◆ **WHAT YOU NEED TO DO**:
Only the run of lines from the one containing "the eye, one line per instance." through the last line should be returned, exactly as written.

◆ **DATA ROWS**:

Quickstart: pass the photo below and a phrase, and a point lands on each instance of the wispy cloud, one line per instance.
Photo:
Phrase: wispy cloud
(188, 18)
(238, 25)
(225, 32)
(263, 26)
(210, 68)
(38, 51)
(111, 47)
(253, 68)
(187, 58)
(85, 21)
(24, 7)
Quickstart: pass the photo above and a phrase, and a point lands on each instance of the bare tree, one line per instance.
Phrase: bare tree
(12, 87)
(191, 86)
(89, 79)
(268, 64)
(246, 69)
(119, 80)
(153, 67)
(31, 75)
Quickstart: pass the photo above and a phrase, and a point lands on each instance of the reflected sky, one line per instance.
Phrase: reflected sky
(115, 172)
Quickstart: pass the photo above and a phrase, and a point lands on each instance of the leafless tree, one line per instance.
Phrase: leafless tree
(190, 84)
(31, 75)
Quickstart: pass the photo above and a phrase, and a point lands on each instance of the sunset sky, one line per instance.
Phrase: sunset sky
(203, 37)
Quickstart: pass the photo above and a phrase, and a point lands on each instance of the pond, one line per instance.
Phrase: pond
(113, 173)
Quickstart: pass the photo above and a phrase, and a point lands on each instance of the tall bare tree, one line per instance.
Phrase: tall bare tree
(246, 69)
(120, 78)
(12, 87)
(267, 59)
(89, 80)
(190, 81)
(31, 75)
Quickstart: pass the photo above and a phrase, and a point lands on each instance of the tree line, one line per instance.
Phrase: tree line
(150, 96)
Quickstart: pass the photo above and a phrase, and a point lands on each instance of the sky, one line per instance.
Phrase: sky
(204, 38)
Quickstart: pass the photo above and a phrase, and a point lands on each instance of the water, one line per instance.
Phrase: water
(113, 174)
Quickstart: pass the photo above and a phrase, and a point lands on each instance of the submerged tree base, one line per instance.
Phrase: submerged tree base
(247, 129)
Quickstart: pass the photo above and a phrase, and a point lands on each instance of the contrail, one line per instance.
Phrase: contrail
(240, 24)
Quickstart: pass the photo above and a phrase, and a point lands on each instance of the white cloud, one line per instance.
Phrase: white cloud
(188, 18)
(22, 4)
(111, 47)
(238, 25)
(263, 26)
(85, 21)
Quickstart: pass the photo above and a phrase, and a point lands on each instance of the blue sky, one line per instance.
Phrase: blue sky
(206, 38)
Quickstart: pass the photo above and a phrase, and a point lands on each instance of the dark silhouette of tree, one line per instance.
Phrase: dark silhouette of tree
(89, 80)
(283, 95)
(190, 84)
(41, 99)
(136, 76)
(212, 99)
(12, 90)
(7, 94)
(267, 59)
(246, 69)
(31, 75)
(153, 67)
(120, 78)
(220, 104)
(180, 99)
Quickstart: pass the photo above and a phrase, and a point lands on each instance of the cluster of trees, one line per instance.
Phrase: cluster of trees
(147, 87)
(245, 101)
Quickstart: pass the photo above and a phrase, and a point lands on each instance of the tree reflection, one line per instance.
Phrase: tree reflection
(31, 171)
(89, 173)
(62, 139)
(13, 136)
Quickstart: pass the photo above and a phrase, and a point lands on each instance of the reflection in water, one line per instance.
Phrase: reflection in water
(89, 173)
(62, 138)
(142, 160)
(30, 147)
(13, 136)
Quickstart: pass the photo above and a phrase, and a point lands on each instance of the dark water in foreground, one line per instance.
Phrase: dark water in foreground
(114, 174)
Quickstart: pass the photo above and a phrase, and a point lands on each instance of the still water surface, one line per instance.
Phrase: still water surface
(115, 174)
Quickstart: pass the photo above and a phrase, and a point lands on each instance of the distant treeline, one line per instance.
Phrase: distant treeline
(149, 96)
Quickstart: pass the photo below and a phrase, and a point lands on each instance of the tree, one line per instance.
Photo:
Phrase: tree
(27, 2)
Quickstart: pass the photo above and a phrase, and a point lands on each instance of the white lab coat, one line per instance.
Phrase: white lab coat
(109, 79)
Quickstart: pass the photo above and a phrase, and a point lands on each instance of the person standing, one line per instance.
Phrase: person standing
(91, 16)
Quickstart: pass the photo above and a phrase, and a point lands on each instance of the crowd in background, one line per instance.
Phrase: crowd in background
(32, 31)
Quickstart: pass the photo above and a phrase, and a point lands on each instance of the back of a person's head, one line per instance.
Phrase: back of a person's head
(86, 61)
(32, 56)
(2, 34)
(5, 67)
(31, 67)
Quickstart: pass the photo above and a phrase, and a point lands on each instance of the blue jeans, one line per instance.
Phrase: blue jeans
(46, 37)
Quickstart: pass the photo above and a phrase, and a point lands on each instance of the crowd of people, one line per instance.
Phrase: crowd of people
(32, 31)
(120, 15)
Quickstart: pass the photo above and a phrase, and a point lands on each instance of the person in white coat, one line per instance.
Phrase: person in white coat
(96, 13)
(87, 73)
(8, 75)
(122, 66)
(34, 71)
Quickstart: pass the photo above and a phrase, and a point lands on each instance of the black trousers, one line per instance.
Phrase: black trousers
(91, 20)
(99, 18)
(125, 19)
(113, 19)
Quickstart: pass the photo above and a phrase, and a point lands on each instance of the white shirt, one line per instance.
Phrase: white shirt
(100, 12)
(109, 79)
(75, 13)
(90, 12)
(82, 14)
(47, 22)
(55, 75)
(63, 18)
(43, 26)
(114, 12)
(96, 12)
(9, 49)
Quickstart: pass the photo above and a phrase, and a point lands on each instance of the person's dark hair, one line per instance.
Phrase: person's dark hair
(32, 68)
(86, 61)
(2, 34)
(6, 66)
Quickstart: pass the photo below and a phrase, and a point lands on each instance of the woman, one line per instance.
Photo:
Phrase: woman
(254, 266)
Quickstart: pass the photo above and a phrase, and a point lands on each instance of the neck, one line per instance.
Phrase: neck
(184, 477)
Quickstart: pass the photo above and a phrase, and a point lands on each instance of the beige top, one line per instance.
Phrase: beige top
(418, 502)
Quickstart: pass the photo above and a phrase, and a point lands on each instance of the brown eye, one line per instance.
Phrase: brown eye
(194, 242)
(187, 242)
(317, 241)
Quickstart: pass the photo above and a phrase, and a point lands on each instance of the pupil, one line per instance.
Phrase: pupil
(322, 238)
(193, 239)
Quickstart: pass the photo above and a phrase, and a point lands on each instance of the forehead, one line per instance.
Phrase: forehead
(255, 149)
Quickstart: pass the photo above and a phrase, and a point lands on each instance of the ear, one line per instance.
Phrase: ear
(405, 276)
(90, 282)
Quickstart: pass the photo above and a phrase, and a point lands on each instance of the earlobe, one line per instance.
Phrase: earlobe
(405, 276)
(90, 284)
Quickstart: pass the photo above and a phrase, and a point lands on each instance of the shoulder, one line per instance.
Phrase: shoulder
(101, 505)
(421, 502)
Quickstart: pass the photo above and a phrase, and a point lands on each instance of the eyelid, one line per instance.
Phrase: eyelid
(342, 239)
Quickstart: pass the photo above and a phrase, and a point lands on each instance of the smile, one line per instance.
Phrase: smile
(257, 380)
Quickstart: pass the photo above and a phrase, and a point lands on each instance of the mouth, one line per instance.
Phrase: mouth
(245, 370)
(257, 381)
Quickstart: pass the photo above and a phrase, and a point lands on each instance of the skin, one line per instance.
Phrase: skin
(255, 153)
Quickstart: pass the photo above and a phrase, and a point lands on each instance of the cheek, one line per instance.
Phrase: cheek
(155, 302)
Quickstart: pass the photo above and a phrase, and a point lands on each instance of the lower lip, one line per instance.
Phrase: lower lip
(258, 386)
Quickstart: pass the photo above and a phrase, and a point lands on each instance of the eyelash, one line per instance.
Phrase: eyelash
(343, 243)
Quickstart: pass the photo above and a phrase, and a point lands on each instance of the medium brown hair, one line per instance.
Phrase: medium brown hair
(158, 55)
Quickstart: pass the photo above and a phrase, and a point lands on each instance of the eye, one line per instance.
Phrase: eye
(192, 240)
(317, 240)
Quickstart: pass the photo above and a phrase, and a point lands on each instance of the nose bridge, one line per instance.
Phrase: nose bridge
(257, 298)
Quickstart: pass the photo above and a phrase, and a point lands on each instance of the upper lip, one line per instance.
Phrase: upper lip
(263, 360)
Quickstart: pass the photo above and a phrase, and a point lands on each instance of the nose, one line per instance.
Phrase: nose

◆ **EXERCISE RESPONSE**:
Quickstart: pass the photo above and a phrase, and a point lands on each instance of the eye, one line per instance.
Phrase: eye
(192, 240)
(317, 240)
Quickstart: pass the photo above and a phrase, and a point lands on each instance of the nose bridge, one line per instance.
Phrase: nose bridge
(257, 298)
Quickstart: pass the photo above and a phrase, and a point lands on each instance of the upper lip, one line per instance.
Phrase: upper lip
(263, 360)
Quickstart: pass the photo above and a phrase, and a point lands on each instance of the nose, one line per instance.
Phrase: nose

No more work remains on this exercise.